The scope of this review is restricted to secondary sources. No fieldwork, original data collection, or stakeholder interviews were conducted. Additionally, since no operational parametric insurance models currently exist in either Slovenia or Croatia, the conclusions are necessarily interpretive and based on legal, regulatory, and institutional analysis. All findings reflect the state of the regulation and the published literature at the time of writing. As relevant legislation and policy instruments evolve, the applicability of specific observations should be reassessed.
Consequently, the article’s conclusions should be read as a structured feasibility appraisal rather than as evidence of operational effectiveness. These limitations are mitigated by triangulating peer-reviewed and official sources and by making the screening/extraction artefacts explicit (Figure 1; Table 1).
Overall conclusion: Parametric insurance can complement the existing mechanisms in Slovenia and Croatia if verifiable triggers, accredited data, and auditable (optionally automated) execution are embedded ex ante within supervisor-aligned disclosures and oversight, thereby supporting transparent, rules-based, and fiscally stabilising recovery finance.

_JOB 1_. Return every line of the rows that contains the string "chips".
The text and the rows have no connection to each other.

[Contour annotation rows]
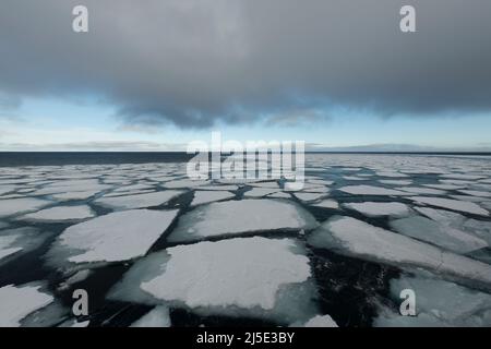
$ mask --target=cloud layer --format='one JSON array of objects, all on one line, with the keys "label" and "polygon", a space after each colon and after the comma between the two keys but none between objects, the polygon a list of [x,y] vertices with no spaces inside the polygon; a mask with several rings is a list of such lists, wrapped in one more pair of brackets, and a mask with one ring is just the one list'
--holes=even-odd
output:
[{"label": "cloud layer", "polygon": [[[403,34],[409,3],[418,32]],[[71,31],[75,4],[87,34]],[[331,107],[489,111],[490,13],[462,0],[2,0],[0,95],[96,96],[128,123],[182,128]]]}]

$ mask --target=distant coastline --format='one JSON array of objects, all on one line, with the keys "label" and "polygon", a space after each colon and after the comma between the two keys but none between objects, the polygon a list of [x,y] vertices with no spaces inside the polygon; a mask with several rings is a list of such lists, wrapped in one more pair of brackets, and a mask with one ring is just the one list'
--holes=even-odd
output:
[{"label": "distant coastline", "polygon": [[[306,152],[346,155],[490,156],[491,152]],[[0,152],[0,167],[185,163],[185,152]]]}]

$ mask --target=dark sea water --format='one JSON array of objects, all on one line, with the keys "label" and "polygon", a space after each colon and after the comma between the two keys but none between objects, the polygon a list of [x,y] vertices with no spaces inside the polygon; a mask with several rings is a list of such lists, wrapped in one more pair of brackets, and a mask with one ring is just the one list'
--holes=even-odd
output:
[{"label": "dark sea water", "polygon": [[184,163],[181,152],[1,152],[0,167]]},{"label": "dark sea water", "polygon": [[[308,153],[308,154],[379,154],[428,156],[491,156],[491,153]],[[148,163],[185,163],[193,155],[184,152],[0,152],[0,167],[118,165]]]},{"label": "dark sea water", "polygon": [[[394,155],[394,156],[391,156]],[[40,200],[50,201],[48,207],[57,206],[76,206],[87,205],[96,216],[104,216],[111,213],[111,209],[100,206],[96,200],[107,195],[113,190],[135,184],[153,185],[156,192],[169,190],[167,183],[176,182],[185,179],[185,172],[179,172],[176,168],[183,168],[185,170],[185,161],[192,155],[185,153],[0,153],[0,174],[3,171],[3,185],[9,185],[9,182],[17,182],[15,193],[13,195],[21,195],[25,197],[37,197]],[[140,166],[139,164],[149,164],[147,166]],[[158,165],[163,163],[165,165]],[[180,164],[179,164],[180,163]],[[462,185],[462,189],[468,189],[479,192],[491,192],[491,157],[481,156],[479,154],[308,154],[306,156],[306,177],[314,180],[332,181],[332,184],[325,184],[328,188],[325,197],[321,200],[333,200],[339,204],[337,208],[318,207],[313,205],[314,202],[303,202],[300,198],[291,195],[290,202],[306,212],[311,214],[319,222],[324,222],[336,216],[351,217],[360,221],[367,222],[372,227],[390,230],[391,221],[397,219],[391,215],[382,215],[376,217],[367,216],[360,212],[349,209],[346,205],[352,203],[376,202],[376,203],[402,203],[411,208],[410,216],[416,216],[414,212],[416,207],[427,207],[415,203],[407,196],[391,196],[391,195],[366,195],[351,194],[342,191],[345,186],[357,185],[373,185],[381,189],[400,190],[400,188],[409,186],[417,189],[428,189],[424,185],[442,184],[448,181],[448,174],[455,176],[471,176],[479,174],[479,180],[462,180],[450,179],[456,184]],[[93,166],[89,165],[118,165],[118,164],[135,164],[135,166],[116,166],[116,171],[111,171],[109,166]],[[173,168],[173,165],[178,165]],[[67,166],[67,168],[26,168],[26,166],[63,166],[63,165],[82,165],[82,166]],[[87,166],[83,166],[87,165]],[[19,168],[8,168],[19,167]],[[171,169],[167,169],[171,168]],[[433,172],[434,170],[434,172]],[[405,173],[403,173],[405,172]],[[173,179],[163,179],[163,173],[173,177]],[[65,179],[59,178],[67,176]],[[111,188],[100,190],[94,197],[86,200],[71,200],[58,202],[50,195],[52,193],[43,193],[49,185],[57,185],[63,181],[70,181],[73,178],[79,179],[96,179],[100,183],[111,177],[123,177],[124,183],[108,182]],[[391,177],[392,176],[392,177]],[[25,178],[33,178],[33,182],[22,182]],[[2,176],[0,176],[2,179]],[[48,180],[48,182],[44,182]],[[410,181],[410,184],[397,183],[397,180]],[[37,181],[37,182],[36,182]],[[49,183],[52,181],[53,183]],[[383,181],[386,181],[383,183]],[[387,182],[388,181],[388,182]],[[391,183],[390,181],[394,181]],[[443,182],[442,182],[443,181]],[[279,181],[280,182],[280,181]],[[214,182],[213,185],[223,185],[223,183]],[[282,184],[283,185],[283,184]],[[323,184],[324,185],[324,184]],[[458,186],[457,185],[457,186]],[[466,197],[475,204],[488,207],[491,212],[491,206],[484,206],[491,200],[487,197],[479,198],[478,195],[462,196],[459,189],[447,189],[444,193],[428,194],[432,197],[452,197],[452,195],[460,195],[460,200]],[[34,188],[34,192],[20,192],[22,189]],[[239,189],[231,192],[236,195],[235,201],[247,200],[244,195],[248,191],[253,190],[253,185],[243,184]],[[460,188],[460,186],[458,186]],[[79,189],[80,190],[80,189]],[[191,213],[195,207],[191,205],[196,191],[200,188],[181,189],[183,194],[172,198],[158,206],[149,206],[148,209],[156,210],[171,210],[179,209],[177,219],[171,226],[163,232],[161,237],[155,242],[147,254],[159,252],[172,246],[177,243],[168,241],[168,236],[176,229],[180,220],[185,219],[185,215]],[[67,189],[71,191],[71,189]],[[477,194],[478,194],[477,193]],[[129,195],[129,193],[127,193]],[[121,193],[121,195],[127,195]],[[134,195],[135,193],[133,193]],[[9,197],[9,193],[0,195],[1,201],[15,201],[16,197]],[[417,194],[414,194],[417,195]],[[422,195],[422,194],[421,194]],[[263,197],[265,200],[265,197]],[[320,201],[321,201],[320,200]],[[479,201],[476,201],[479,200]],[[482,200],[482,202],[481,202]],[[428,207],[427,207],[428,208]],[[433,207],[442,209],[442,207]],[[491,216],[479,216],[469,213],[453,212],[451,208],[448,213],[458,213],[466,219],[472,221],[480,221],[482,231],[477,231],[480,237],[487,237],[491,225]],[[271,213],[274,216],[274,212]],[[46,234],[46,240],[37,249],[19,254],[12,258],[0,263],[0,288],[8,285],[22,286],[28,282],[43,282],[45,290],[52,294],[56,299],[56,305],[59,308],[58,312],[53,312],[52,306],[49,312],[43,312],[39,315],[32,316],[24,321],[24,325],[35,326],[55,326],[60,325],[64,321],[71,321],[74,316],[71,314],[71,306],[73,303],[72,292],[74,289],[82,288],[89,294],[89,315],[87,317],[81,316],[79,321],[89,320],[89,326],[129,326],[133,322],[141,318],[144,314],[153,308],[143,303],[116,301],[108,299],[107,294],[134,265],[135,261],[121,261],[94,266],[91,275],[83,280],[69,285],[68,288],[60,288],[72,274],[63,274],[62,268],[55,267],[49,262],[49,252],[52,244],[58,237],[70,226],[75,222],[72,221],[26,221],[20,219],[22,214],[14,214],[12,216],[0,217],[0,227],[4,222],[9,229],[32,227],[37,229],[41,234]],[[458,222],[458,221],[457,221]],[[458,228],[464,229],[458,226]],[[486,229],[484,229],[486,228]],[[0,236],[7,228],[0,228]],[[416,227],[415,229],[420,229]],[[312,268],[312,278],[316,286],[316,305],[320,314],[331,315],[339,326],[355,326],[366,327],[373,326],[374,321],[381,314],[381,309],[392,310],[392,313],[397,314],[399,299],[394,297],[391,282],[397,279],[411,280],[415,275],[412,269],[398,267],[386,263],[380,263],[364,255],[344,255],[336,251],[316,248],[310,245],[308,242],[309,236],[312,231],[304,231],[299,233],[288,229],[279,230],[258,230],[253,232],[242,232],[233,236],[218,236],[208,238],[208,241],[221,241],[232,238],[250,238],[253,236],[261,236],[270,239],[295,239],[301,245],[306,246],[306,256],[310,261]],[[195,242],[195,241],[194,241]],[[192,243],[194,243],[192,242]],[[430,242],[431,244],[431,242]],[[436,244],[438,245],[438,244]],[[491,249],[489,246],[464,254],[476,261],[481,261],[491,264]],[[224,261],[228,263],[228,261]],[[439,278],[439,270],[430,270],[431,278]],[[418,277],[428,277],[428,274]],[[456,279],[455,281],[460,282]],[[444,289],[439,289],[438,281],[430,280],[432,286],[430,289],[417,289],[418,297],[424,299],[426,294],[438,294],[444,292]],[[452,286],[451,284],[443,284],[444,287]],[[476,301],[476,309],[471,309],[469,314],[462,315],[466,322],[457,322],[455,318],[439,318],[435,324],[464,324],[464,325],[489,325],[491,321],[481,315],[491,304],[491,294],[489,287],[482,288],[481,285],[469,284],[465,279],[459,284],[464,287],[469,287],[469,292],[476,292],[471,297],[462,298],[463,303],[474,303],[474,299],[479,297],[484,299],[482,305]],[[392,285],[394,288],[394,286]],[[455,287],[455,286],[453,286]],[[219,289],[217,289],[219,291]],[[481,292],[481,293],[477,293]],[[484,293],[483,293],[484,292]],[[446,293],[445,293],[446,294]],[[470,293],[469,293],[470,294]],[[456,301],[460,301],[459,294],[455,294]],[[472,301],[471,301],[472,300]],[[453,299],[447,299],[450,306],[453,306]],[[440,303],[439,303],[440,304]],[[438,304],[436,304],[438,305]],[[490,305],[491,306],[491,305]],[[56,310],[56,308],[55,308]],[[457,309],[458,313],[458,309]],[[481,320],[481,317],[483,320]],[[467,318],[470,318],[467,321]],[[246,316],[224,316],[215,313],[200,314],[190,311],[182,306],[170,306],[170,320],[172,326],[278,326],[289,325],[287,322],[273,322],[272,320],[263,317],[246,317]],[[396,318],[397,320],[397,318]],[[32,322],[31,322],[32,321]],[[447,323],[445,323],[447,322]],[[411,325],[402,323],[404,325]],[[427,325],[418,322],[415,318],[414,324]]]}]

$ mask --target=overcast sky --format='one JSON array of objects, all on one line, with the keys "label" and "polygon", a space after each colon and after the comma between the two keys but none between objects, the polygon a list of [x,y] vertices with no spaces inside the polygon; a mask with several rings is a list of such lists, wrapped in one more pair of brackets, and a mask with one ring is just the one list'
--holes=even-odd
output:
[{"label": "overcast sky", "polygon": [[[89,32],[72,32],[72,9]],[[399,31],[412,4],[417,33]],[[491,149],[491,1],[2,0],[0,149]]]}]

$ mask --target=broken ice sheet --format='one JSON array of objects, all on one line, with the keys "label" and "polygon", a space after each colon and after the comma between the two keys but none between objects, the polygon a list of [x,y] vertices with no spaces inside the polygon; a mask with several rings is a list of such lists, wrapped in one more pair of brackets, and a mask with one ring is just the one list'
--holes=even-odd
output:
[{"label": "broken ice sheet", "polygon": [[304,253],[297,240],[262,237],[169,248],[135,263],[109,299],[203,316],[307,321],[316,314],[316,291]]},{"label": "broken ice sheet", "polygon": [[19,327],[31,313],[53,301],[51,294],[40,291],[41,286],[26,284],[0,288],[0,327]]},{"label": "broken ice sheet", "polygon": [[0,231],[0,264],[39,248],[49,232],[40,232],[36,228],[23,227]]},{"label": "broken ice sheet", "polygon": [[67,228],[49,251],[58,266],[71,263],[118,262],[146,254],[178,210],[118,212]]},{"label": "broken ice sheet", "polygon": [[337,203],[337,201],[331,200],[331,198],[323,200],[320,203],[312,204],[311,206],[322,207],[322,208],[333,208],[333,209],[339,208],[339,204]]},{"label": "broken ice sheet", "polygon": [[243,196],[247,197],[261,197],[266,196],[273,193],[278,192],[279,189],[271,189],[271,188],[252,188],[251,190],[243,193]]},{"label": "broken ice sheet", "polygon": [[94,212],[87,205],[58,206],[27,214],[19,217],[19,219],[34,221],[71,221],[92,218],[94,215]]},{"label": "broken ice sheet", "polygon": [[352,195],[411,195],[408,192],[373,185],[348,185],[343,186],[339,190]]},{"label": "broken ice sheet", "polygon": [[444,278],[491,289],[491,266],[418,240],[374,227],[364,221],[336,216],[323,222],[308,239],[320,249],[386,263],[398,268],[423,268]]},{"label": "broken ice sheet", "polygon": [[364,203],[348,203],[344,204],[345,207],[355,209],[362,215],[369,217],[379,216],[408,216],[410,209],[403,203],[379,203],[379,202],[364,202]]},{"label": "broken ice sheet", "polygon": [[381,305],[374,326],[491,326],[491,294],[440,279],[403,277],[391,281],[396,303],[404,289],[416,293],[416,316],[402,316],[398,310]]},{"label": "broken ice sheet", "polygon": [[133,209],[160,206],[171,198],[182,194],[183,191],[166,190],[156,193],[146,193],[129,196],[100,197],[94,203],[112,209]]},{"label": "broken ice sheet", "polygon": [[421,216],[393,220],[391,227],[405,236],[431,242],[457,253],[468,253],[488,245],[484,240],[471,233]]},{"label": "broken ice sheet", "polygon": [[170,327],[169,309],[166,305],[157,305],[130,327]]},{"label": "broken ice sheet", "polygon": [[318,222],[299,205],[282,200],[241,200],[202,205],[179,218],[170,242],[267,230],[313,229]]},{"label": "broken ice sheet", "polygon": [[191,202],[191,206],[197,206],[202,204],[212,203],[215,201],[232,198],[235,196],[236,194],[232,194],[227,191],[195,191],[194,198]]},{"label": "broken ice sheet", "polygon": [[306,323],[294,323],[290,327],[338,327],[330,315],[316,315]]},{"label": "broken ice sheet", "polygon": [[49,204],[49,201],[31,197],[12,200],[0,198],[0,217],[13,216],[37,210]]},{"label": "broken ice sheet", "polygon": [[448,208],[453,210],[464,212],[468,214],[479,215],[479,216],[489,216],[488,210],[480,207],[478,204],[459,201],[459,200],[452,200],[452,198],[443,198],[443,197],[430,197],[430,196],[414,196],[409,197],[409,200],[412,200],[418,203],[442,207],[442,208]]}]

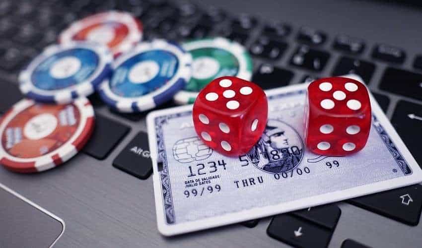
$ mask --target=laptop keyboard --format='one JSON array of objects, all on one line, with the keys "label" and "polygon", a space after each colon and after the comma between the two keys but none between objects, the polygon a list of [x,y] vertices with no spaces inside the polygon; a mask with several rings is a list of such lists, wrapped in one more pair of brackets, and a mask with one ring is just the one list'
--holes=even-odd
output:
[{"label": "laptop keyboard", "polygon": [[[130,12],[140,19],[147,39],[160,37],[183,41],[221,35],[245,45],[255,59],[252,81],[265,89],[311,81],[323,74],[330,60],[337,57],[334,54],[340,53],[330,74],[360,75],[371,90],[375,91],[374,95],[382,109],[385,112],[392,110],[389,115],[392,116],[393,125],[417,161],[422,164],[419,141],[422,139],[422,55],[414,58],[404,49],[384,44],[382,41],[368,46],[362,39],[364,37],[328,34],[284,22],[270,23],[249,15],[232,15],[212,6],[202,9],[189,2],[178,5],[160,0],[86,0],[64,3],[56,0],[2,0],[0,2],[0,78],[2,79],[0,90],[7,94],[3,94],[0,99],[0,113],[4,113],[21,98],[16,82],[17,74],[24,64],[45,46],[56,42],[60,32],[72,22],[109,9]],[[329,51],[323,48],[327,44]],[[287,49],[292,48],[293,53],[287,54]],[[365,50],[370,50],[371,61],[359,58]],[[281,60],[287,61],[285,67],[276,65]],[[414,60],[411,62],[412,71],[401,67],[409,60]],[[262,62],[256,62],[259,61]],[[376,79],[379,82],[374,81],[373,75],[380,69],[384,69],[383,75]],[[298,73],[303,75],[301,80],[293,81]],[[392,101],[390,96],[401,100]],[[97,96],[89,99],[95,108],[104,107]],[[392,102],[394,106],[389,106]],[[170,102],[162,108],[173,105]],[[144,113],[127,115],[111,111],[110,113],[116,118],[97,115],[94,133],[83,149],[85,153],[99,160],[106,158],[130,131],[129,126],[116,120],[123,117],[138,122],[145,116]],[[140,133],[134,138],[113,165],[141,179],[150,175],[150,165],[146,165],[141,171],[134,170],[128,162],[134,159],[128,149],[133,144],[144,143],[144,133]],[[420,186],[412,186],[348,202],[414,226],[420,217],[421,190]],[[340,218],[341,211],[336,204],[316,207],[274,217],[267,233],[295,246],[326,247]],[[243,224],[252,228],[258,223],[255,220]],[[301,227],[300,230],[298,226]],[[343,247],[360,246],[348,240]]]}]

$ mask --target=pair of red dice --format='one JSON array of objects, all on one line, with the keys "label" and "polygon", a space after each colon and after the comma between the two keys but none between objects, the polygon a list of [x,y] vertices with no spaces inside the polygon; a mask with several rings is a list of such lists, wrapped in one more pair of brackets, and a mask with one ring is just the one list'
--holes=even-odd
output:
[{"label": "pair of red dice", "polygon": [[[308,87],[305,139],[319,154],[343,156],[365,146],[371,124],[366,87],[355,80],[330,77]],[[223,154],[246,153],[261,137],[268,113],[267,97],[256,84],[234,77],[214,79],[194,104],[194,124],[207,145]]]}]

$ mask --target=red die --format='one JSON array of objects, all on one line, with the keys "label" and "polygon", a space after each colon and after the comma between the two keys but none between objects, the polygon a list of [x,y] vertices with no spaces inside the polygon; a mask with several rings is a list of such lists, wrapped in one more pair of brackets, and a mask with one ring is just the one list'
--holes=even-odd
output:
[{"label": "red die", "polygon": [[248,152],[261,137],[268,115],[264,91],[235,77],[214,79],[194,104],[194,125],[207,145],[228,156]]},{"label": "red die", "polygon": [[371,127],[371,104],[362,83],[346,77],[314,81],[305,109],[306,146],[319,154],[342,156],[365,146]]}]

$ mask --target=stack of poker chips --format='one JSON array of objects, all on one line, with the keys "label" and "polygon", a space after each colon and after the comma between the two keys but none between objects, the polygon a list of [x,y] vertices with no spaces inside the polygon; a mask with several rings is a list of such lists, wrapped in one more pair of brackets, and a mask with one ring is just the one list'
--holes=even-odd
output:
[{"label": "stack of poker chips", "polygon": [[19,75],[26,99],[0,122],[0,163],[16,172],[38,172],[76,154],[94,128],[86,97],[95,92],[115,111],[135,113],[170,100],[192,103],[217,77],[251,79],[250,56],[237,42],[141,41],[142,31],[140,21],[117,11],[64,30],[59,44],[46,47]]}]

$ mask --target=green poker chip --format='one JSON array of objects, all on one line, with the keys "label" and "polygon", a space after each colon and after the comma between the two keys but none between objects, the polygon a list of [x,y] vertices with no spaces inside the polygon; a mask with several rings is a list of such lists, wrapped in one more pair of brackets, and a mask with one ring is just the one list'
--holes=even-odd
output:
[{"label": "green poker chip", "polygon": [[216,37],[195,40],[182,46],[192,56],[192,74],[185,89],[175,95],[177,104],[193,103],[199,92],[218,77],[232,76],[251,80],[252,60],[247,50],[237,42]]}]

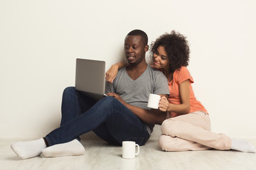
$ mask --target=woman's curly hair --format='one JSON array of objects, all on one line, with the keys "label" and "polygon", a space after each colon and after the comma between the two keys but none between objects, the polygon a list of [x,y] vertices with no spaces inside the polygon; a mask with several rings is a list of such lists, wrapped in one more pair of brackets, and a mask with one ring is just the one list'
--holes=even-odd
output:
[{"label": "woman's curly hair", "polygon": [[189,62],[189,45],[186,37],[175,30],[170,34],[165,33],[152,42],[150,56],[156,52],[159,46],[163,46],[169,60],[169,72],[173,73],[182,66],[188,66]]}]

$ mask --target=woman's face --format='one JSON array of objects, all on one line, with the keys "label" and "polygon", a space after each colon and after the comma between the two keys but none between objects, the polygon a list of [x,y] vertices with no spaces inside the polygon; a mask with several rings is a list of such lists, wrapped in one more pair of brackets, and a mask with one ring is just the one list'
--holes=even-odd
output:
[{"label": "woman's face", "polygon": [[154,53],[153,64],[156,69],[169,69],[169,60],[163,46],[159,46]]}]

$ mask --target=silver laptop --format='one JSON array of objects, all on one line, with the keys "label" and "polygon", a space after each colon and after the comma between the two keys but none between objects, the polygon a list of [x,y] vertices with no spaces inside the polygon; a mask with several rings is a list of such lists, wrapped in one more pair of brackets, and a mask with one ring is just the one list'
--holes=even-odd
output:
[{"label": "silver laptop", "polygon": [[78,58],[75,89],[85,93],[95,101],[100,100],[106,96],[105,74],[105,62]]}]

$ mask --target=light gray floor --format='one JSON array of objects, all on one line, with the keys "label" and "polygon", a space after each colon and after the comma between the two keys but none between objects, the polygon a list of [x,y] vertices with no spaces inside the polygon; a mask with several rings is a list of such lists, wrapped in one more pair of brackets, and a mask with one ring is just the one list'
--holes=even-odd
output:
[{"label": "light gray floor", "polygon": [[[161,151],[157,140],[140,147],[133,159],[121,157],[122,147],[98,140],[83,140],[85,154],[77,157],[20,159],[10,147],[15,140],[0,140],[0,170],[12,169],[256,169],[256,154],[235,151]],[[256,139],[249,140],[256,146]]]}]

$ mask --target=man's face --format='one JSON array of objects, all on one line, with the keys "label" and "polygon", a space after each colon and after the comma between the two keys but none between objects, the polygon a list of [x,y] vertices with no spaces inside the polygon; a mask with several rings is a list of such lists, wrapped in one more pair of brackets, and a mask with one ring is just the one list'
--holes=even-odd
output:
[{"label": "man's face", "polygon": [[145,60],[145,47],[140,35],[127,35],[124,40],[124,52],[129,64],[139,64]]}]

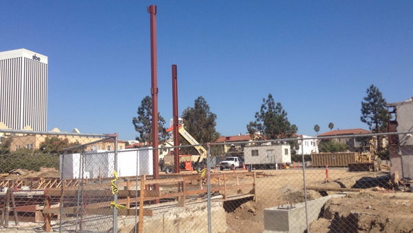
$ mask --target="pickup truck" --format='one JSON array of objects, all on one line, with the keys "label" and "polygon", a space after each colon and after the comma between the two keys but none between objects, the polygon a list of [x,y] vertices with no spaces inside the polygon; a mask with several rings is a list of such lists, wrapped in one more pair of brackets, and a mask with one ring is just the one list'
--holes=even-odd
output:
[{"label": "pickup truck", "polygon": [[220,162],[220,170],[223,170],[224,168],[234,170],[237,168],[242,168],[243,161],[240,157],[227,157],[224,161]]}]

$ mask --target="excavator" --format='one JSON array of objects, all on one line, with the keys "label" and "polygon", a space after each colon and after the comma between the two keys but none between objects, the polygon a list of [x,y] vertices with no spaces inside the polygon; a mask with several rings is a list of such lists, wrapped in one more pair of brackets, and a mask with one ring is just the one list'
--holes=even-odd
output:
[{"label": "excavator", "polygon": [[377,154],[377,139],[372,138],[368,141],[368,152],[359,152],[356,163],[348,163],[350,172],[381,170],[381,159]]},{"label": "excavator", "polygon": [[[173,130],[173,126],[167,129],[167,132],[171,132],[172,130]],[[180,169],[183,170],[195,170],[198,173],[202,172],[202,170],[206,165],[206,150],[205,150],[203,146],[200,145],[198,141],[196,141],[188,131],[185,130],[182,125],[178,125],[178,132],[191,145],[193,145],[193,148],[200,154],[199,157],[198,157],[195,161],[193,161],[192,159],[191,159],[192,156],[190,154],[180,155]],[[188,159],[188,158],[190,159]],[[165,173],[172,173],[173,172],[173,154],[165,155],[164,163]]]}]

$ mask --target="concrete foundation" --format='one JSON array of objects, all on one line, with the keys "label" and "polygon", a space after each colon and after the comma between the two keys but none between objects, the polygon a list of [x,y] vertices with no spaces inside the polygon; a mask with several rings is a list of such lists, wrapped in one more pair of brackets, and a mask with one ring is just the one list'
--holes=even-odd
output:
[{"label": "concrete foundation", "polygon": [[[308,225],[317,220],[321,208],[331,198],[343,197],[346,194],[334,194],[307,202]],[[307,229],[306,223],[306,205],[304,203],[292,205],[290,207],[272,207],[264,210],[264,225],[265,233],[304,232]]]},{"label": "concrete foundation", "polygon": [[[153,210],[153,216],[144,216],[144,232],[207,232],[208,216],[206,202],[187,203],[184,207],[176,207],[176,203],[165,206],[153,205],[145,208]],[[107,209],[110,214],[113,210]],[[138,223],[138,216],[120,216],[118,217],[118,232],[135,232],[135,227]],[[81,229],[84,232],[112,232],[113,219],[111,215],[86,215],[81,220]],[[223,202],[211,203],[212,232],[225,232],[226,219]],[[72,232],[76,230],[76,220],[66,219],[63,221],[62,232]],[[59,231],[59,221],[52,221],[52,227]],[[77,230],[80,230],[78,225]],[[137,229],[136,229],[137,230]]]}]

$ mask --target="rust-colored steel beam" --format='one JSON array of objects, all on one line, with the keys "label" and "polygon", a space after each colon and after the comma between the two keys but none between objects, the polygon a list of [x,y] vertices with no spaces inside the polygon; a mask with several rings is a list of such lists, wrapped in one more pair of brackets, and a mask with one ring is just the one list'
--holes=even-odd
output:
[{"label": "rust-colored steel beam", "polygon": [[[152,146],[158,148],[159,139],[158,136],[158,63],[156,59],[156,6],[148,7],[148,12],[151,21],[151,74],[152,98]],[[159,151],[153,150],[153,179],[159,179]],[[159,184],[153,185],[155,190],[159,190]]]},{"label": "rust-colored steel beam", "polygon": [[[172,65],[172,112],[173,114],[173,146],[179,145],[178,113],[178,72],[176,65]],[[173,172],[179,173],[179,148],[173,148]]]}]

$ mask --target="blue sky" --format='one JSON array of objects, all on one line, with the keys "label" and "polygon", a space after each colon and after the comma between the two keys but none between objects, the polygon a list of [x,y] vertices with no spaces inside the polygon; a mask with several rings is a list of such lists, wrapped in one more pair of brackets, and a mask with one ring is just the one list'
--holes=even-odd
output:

_JOB 2_. Write out the parametric insurance text from "The scope of" up to and including "1; Table 1).", switching "stakeholder interviews" to "expert surveys".

_CORRECT ANSWER 1_.
$ mask --target=stack of poker chips --format='one JSON array of objects, all on one line, with the keys "label" and "polygon", a space after each colon and after the comma between the two keys but none between objects, the polygon a list of [x,y] vertices with no spaces inside the polygon; a mask with several rings is a list of such lists, wrapped in one more pair of brackets, and a mask with one ring is just the one list'
[{"label": "stack of poker chips", "polygon": [[19,75],[26,99],[0,122],[0,163],[16,172],[38,172],[76,154],[94,128],[86,97],[95,92],[115,111],[135,113],[170,100],[192,103],[217,77],[251,79],[250,56],[237,42],[141,41],[142,31],[140,21],[117,11],[64,30],[59,44],[46,47]]}]

_CORRECT ANSWER 2_.
The scope of this review is restricted to secondary sources. No fieldwork, original data collection, or expert surveys were conducted. Additionally, since no operational parametric insurance models currently exist in either Slovenia or Croatia, the conclusions are necessarily interpretive and based on legal, regulatory, and institutional analysis. All findings reflect the state of the regulation and the published literature at the time of writing. As relevant legislation and policy instruments evolve, the applicability of specific observations should be reassessed.
Consequently, the article’s conclusions should be read as a structured feasibility appraisal rather than as evidence of operational effectiveness. These limitations are mitigated by triangulating peer-reviewed and official sources and by making the screening/extraction artefacts explicit (Figure 1; Table 1).